• SOURCE TEXT
We claim: 1. A computer-implemented method, comprising: during a training phase: a body configuration detector receiving a plurality of video frames from an original video of a target subject, each video frame including the target subject in a certain body configuration; the body configuration detector determining, for each of the plurality of frames, a corresponding digital representation for the target subject in the body configuration; and using corresponding (x,y) image pairs to learn a mapping that synthesizes the body configuration of the target subject with the digital representation; and during a transfer phase: the body configuration detector extracting body configuration information corresponding to a source subject from a source frame to generate a plurality of pose joints for the source subject; and applying the mapping to the digital representation to generate an image of the target subject in a body configuration corresponding to the body configuration of the source subject.
2. The computer-implemented method of claim 1, further comprising, during the transfer phase, applying a normalizing process to the plurality of pose joints to transform the pose joints into joints for the source subject to create a posed stick figure.
3. The computer-implemented method of claim 2, wherein the normalizing process results in a better match between the body configuration of the source subject and the target subject.
4. The computer-implemented method of claim 2, further comprising the body configuration detector drawing a representation of the posed stick figure by plotting a plurality of keypoints and drawing lines between connected joints.
5. The computer-implemented method of claim 1, further comprising the body configuration detector obtaining a plurality of joint estimates for the source subject.
6. The computer-implemented method of claim 1, further comprising transforming pose keypoints of the source subject so that they appear in accordance with the body shape and proportion of the target subject.
7. The computer-implemented method of claim 6, wherein the transforming includes analyzing the ankle position for each pose of each subject and using a linear mapping between the closest and furthest ankle positions.
8. The computer-implemented method of claim 6, wherein the transforming includes calculating the scale and translation for each frame based on its corresponding body configuration detection.
9. The computer-implemented method of claim 1, wherein the source subject is a first person and the target subject is a second person.

• TASK A
According to the patent claims, what does the body configuration detector extract from a source frame during the transfer phase?
• TASK B
Rewrite the patent claims starting at "4. The computer-implemented" and ending at "between connected joints.", renaming "stick figure" as "skeleton diagram".

[Collected data entries]
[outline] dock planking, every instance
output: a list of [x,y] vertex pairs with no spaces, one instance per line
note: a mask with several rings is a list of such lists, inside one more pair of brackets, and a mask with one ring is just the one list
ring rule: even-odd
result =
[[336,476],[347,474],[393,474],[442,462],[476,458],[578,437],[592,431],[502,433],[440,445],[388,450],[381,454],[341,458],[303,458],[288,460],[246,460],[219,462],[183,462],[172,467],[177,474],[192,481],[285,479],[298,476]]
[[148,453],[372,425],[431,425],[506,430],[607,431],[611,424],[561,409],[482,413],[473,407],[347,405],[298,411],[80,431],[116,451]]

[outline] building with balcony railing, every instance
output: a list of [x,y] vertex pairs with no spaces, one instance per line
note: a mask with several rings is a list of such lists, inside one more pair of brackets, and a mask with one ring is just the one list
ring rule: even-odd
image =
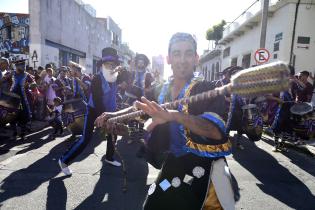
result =
[[72,60],[95,73],[103,48],[125,54],[118,24],[111,17],[96,18],[95,9],[81,0],[31,0],[29,13],[30,54],[38,55],[37,65],[62,66]]
[[[270,1],[265,46],[270,52],[268,62],[282,60],[295,66],[296,72],[315,71],[314,20],[313,1]],[[260,31],[261,4],[257,2],[226,26],[217,46],[221,55],[201,60],[199,71],[205,67],[209,71],[210,66],[208,74],[215,74],[212,73],[215,59],[220,61],[219,71],[231,65],[244,68],[257,65],[254,54],[259,49]]]

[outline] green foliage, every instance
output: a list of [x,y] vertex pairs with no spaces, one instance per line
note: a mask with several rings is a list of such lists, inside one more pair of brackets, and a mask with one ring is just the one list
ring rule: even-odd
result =
[[225,24],[225,20],[222,20],[221,23],[209,28],[206,32],[206,39],[209,41],[214,40],[217,43],[222,38]]

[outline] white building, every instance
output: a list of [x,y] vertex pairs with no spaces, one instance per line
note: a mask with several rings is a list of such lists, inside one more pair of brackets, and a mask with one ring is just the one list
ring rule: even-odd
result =
[[160,82],[164,78],[164,57],[162,55],[152,56],[152,72],[158,72]]
[[[213,63],[219,69],[231,65],[248,68],[258,63],[254,54],[259,49],[261,10],[247,11],[241,18],[228,25],[219,41],[221,55],[201,60],[199,71],[207,68],[213,74]],[[258,9],[257,9],[258,8]],[[270,52],[268,62],[282,60],[292,64],[296,72],[315,71],[315,2],[308,0],[271,1],[268,13],[265,48]],[[205,57],[204,55],[203,57]],[[202,58],[203,58],[202,57]],[[215,69],[215,71],[217,71]],[[209,78],[212,80],[212,77]]]
[[81,0],[29,0],[29,14],[30,57],[36,52],[37,66],[52,62],[58,67],[72,60],[92,73],[103,48],[114,47],[124,55],[119,26],[110,17],[96,18]]

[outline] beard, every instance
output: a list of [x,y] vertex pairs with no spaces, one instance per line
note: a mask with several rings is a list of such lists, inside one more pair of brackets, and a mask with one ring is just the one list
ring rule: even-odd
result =
[[102,65],[101,71],[107,82],[109,83],[116,82],[118,72],[113,73],[113,70],[105,68],[104,65]]

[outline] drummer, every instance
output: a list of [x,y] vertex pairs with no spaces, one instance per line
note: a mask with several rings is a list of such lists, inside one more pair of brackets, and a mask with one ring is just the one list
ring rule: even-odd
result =
[[[271,129],[274,133],[275,145],[272,148],[273,152],[287,151],[284,147],[283,139],[280,139],[280,134],[290,135],[292,133],[292,125],[289,118],[290,108],[294,105],[292,97],[291,87],[295,84],[295,69],[293,66],[289,66],[290,70],[290,88],[288,91],[280,92],[280,98],[267,96],[267,99],[274,100],[279,103],[274,121],[271,125]],[[283,136],[282,136],[283,137]]]
[[[235,74],[239,70],[242,70],[242,67],[235,66],[235,67],[230,67],[229,72],[230,75]],[[229,132],[231,130],[237,131],[236,138],[234,138],[234,142],[236,143],[236,147],[243,150],[244,146],[240,143],[242,134],[243,134],[243,123],[242,120],[242,106],[246,104],[246,101],[244,98],[232,94],[231,95],[231,103],[230,103],[230,108],[229,108],[229,113],[228,113],[228,118],[226,122],[226,133],[229,135]]]
[[147,72],[147,67],[150,61],[145,54],[137,54],[135,57],[135,81],[134,84],[142,89],[142,95],[144,94],[144,78]]
[[72,91],[74,98],[82,98],[85,102],[88,101],[91,80],[83,74],[83,66],[70,61],[70,75],[72,77]]
[[[73,162],[91,141],[96,117],[103,112],[116,111],[117,71],[122,69],[121,66],[118,66],[119,64],[119,57],[114,48],[108,47],[102,50],[100,71],[91,82],[91,92],[84,121],[83,135],[58,161],[61,171],[65,175],[72,174],[68,165]],[[106,135],[106,140],[107,150],[105,161],[113,166],[121,166],[121,163],[114,159],[114,142],[112,142],[112,135]]]
[[21,97],[22,106],[18,112],[17,119],[11,123],[11,126],[14,129],[13,138],[15,138],[17,135],[16,125],[19,125],[21,127],[20,137],[22,140],[24,140],[27,130],[27,123],[32,117],[26,90],[28,85],[34,82],[34,79],[30,74],[25,72],[25,60],[16,61],[15,67],[16,70],[13,73],[13,84],[10,91]]
[[5,82],[4,75],[6,74],[6,70],[9,68],[9,60],[7,58],[1,57],[0,58],[0,95],[2,91],[2,85]]

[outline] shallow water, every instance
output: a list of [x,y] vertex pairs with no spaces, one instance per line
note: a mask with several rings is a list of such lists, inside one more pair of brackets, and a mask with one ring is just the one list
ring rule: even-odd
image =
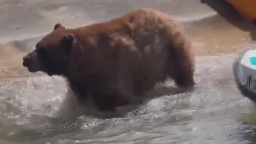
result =
[[[138,107],[101,113],[78,104],[63,78],[22,67],[22,57],[57,22],[78,26],[147,6],[184,24],[197,56],[193,91],[177,93],[167,81]],[[199,0],[0,0],[0,144],[256,142],[255,105],[232,71],[235,58],[256,44],[250,26],[232,23],[241,22],[237,16],[230,23]]]
[[[125,116],[110,118],[76,119],[74,113],[81,108],[61,77],[12,80],[0,87],[0,139],[19,144],[247,144],[254,141],[253,128],[248,125],[254,108],[236,88],[230,66],[236,56],[197,58],[193,91],[162,92],[162,96]],[[163,86],[173,85],[167,81]]]

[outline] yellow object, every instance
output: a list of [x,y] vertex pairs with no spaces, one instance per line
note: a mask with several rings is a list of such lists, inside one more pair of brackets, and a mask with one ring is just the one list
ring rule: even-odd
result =
[[256,20],[256,0],[224,0],[236,9],[242,16]]

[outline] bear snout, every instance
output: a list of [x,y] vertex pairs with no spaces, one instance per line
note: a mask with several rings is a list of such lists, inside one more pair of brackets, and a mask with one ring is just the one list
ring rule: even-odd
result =
[[22,58],[23,66],[27,67],[31,72],[35,72],[42,70],[39,58],[36,54],[30,53]]

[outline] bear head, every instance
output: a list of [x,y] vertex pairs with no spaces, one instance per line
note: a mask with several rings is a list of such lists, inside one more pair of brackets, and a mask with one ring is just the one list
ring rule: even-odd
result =
[[23,65],[29,72],[41,71],[49,76],[65,75],[68,70],[75,38],[60,23],[35,45],[35,48],[23,57]]

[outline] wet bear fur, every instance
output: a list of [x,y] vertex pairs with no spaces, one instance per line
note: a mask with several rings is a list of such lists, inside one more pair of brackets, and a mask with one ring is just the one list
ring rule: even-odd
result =
[[[31,72],[65,77],[101,110],[134,102],[167,78],[193,87],[191,43],[166,14],[149,8],[74,29],[60,23],[23,57]],[[84,99],[84,100],[83,100]]]

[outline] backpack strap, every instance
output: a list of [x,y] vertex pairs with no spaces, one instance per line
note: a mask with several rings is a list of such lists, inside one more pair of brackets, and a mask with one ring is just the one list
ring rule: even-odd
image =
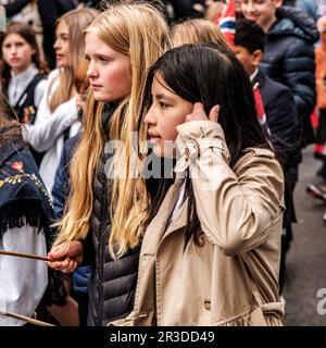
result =
[[[38,83],[42,79],[45,79],[46,76],[41,75],[41,74],[37,74],[34,76],[34,78],[32,79],[32,82],[27,85],[27,87],[25,88],[25,90],[22,92],[21,97],[18,98],[17,102],[14,105],[14,110],[16,111],[20,122],[21,123],[34,123],[34,119],[36,115],[36,107],[35,107],[35,102],[34,102],[34,92],[35,92],[35,88],[38,85]],[[28,114],[34,115],[34,117],[27,117],[27,119],[33,119],[29,120],[29,122],[24,121],[24,114],[25,109],[26,108],[30,108],[32,110],[28,110]]]

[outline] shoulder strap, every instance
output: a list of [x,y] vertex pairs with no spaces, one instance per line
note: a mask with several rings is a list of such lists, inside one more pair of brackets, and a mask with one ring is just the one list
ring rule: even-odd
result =
[[[23,98],[25,95],[30,95],[33,92],[34,95],[34,89],[35,87],[37,86],[37,84],[41,80],[41,79],[45,79],[46,77],[41,74],[36,74],[34,76],[34,78],[32,79],[32,82],[27,85],[27,87],[25,88],[25,90],[22,92],[20,99],[17,100],[16,104],[14,105],[14,108],[18,108],[20,107],[20,103],[22,102]],[[34,96],[33,96],[33,99],[34,99]]]

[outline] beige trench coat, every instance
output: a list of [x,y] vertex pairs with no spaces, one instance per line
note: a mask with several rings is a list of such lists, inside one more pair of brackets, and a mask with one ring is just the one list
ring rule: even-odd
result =
[[185,154],[176,172],[189,167],[193,176],[201,246],[190,239],[184,250],[187,199],[170,222],[183,183],[176,179],[143,237],[134,312],[112,324],[281,325],[278,161],[250,148],[231,170],[223,129],[210,121],[185,123],[178,134]]

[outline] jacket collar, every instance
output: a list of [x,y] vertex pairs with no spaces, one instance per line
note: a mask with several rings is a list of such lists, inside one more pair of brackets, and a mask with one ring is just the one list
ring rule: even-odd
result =
[[[0,129],[0,137],[1,137],[1,129]],[[9,141],[1,145],[0,146],[0,165],[1,163],[7,162],[15,152],[18,152],[23,148],[24,148],[24,142],[20,137],[10,139]]]
[[266,82],[266,75],[259,69],[258,74],[254,76],[252,80],[252,85],[254,86],[256,83],[259,83],[259,87],[262,88],[265,85]]

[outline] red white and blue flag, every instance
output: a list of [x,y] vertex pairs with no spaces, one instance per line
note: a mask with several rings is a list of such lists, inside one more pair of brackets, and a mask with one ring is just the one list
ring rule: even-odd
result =
[[254,102],[255,102],[255,113],[259,119],[259,122],[264,129],[265,134],[271,136],[271,130],[267,124],[267,119],[266,119],[266,113],[265,113],[265,108],[262,99],[262,94],[259,88],[259,84],[255,84],[253,87],[253,97],[254,97]]
[[223,33],[227,44],[235,47],[236,36],[236,8],[235,0],[228,0],[228,3],[224,5],[223,13],[218,21],[218,26]]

• FULL RESPONSE A
It extracts body configuration information corresponding to a source subject, which is used to generate a plurality of pose joints for the source subject.

• FULL RESPONSE B
4. The computer-implemented method of claim 2, further comprising the body configuration detector drawing a representation of the posed skeleton diagram by plotting a plurality of keypoints and drawing lines between connected joints.